* TEXTE À LIRE
À Varsovie, on tire à la Kalachnikov « comme on va au cinéma »

En Pologne, les stands de tir attirent du monde, notam­ment depuis la guerre en Ukraine. Mais les clients sont plus motivés par l’idée de se déten­dre que de se défendre.

Habituelle­ment, Ange­li­ka Karol, 45 ans, donne des cours de yoga, mais c’est les vacances, alors elle a décidé d’aller tir­er à la Kalach­nikov pour la pre­mière fois. Elle souhaitait partager un moment avec son fils Riszard. Regard vide et mains dans les poches, le lycéen de 16 ans choisit avec sa mère des pis­to­lets et fusils semi-automa­tiques, comme on choisir­ait la com­po­si­tion d’un menu au fast-food. Puis c’est l’heure d’enfiler des lunettes de pro­tec­tion et un casque antibruit. Cinq min­utes à peine après être entrés dans ce stand de tir de la ban­lieue de Varso­vie, la prof de yoga et son fils tirent à balles réelles sur des cibles d’entraînement.

C’est la pre­mière séance de tir pour Ange­li­ka Karol, prof de yoga de 45 ans, et Riszard, 16 ans. ©Polska/Antoine Mar­gueritte

Au « PM Shoot­er », situé dans une zone indus­trielle de la ban­lieue varso­vi­enne, der­rière les deux petites portes séparant l’accueil de la zone de tir, une Kalach­nikov déchire l’atmosphère froide, et attire l’attention de tout le monde, mal­gré la pro­tec­tion audi­tive. Riszard n’est pas très à l’aise, et le recul des dif­férents fusils sem­ble le sur­pren­dre à chaque fois qu’il presse la détente. Ange­li­ka rigole. Une heure et près de 100 euros plus tard, l’adolescent et sa mère repar­tent avec leurs cibles, et envis­agent de réitér­er l’expérience sous peu. « On est très fiers de nous », sourit la mère.

* JEU DE DONNÉES
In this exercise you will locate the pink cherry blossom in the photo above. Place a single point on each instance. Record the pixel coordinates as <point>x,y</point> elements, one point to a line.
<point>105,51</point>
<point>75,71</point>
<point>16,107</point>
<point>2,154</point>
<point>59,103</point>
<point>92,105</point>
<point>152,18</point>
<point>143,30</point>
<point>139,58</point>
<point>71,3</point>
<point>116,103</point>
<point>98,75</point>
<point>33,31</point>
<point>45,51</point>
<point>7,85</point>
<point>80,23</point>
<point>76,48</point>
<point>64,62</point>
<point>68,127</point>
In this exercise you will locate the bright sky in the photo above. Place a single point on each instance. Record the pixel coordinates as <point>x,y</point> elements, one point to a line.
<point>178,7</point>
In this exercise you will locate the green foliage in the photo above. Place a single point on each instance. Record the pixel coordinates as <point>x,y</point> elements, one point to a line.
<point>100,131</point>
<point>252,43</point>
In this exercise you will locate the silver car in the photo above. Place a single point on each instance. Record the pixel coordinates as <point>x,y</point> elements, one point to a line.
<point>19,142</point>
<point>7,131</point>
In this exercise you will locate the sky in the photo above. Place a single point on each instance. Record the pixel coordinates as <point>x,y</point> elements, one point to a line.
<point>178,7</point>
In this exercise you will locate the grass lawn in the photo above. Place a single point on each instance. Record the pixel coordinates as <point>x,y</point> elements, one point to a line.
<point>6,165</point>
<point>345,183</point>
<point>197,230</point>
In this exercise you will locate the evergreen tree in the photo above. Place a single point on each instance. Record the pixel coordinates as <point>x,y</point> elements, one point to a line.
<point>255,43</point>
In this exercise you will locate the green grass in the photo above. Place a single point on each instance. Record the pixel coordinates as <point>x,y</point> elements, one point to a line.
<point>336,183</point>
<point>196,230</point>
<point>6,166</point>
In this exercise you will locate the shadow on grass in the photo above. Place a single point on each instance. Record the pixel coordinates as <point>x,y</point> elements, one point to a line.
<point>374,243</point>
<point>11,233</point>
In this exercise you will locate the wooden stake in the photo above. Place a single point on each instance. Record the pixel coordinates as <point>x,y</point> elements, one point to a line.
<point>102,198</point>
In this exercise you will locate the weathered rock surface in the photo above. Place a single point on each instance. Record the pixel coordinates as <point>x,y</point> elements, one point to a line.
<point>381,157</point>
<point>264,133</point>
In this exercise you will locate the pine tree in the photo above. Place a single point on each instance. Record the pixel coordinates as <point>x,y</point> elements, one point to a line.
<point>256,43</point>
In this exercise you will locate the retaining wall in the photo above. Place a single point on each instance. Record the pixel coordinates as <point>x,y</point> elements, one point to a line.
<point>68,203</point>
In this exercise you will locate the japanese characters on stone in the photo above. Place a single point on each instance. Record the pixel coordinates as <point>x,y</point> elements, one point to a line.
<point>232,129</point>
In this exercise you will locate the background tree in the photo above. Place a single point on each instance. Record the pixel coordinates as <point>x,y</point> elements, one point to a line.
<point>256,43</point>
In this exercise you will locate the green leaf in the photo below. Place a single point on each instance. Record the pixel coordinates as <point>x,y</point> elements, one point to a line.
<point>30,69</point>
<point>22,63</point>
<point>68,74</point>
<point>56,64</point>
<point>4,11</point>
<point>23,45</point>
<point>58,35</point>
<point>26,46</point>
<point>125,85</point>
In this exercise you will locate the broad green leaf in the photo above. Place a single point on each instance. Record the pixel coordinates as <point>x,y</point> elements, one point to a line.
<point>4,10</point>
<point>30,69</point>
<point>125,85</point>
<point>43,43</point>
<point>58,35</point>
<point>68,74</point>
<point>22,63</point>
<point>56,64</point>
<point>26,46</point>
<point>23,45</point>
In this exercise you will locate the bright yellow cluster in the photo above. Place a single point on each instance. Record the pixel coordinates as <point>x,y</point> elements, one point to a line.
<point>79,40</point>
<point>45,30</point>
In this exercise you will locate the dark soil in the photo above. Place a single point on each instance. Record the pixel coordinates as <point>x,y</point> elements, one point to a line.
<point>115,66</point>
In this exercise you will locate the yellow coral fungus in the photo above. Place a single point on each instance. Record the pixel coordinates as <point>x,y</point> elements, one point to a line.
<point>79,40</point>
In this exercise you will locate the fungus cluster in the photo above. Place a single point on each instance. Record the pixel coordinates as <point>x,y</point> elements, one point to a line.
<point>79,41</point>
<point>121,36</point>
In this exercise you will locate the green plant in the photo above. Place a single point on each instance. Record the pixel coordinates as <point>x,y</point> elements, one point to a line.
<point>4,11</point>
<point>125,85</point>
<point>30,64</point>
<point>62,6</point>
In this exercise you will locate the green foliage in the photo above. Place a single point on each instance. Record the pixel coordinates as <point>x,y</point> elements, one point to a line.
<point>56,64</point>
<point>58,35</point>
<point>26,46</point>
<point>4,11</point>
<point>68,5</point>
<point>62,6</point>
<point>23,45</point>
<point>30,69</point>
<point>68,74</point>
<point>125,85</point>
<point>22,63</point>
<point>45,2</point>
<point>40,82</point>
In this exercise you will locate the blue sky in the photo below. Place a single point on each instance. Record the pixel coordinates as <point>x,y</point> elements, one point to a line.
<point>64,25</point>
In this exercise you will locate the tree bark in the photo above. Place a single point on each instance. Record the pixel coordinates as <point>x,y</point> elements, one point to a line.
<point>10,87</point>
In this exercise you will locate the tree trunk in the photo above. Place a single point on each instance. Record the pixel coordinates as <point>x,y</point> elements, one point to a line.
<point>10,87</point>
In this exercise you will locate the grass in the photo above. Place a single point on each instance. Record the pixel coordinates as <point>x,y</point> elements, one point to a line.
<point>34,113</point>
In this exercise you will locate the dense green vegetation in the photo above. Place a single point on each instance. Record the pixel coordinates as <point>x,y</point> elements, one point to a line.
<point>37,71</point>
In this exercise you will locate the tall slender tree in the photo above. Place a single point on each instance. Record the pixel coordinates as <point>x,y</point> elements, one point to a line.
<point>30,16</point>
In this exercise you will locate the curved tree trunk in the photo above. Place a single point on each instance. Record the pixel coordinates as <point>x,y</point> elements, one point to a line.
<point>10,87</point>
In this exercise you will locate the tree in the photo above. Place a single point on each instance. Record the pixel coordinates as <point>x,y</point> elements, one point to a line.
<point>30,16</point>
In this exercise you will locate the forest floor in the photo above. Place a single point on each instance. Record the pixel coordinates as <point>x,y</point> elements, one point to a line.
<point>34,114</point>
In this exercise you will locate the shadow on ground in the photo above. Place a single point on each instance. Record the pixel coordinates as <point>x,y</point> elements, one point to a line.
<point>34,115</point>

* TÂCHES À RÉALISER
1. Dans l'article sur le tir à Varsovie, quelle activité Angelika Karol exerce-t-elle habituellement ?
2. Recopiez fidèlement l'article sur le tir à Varsovie, depuis les mots « Habituelle­ment, Ange­li­ka Karol, 45 » jusqu'aux mots « des cibles d’entraînement. » inclus.

* RÉPONSES PAR TÂCHE
1. Elle donne des cours de yoga.

2.
Habituelle­ment, Ange­li­ka Karol, 45 ans, donne des cours de yoga, mais c’est les vacances, alors elle a décidé d’aller tir­er à la Kalach­nikov pour la pre­mière fois. Elle souhaitait partager un moment avec son fils Riszard. Regard vide et mains dans les poches, le lycéen de 16 ans choisit avec sa mère des pis­to­lets et fusils semi-automa­tiques, comme on choisir­ait la com­po­si­tion d’un menu au fast-food. Puis c’est l’heure d’enfiler des lunettes de pro­tec­tion et un casque antibruit. Cinq min­utes à peine après être entrés dans ce stand de tir de la ban­lieue de Varso­vie, la prof de yoga et son fils tirent à balles réelles sur des cibles d’entraînement.